[Excerpts of pointing data]
————

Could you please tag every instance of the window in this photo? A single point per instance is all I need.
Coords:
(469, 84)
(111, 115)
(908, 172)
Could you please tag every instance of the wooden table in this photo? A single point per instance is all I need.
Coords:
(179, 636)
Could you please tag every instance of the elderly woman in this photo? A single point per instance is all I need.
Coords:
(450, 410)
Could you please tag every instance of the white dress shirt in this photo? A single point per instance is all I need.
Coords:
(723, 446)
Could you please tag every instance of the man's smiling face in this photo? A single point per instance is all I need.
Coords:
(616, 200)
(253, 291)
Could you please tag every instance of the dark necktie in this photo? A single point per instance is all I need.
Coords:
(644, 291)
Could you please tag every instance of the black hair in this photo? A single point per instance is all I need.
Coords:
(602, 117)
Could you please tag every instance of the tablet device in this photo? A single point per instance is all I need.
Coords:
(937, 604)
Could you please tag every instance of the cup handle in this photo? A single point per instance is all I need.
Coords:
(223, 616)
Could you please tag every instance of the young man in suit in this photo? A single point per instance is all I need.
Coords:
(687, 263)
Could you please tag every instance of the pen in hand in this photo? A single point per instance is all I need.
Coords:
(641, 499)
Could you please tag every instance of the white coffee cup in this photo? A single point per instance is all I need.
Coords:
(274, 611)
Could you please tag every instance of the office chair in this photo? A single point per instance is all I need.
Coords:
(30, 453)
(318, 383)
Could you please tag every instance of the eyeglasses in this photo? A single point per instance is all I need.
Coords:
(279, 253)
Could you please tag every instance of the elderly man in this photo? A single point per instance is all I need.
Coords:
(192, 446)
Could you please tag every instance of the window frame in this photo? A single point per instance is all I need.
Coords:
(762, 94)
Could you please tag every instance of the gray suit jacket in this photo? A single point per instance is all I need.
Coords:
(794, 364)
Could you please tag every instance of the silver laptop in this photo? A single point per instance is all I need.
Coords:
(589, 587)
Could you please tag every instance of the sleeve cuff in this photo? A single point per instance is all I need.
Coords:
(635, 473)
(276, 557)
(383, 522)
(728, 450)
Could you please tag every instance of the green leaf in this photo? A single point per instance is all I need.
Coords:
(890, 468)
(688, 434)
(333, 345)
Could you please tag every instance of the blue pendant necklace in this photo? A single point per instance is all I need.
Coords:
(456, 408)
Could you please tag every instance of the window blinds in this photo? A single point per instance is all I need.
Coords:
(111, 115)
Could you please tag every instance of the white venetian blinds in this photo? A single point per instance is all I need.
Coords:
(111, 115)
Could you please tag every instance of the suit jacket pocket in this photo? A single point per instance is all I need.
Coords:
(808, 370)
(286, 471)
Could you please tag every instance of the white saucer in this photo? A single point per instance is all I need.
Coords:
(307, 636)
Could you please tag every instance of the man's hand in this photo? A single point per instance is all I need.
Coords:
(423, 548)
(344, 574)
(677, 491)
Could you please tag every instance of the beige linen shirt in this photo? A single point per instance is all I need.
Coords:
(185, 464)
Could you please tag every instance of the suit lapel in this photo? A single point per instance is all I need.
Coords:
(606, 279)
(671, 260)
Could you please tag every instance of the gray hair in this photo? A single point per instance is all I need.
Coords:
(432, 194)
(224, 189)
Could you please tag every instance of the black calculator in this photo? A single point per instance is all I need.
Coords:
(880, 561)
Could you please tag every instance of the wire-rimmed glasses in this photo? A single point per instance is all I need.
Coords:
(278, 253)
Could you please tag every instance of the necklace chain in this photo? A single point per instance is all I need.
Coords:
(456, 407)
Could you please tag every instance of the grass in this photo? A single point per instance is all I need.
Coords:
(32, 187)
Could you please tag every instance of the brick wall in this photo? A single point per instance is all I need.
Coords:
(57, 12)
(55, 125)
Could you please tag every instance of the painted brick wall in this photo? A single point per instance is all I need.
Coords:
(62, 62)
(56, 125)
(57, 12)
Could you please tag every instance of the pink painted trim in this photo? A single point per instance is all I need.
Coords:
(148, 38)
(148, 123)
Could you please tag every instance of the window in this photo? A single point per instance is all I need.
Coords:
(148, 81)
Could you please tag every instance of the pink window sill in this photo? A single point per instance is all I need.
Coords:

————

#### Set problem
Rewrite the stretch of the records from the line containing "Could you please tag every instance of the gray hair" through their end as a JSON list of strings, with one string per line and blank lines omitted.

#### Written solution
[
  "Could you please tag every instance of the gray hair in this photo? A single point per instance is all I need.",
  "Coords:",
  "(432, 194)",
  "(224, 189)",
  "Could you please tag every instance of the black calculator in this photo? A single point per instance is all I need.",
  "Coords:",
  "(880, 561)",
  "Could you please tag every instance of the wire-rimmed glasses in this photo? A single point per instance is all I need.",
  "Coords:",
  "(278, 253)",
  "Could you please tag every instance of the necklace chain in this photo? A single point per instance is all I need.",
  "Coords:",
  "(456, 407)",
  "Could you please tag every instance of the grass in this photo? A single point per instance is all I need.",
  "Coords:",
  "(32, 187)",
  "Could you please tag every instance of the brick wall in this photo? A single point per instance is all I need.",
  "Coords:",
  "(57, 12)",
  "(55, 125)",
  "Could you please tag every instance of the painted brick wall in this photo? A single point per instance is all I need.",
  "Coords:",
  "(62, 62)",
  "(56, 125)",
  "(57, 12)",
  "Could you please tag every instance of the pink painted trim in this photo? A single point per instance is all I need.",
  "Coords:",
  "(148, 38)",
  "(148, 123)",
  "Could you please tag every instance of the window in this photo? A single point per instance is all I need.",
  "Coords:",
  "(148, 81)",
  "Could you please tag every instance of the pink window sill in this photo? A single point per instance is all I need.",
  "Coords:"
]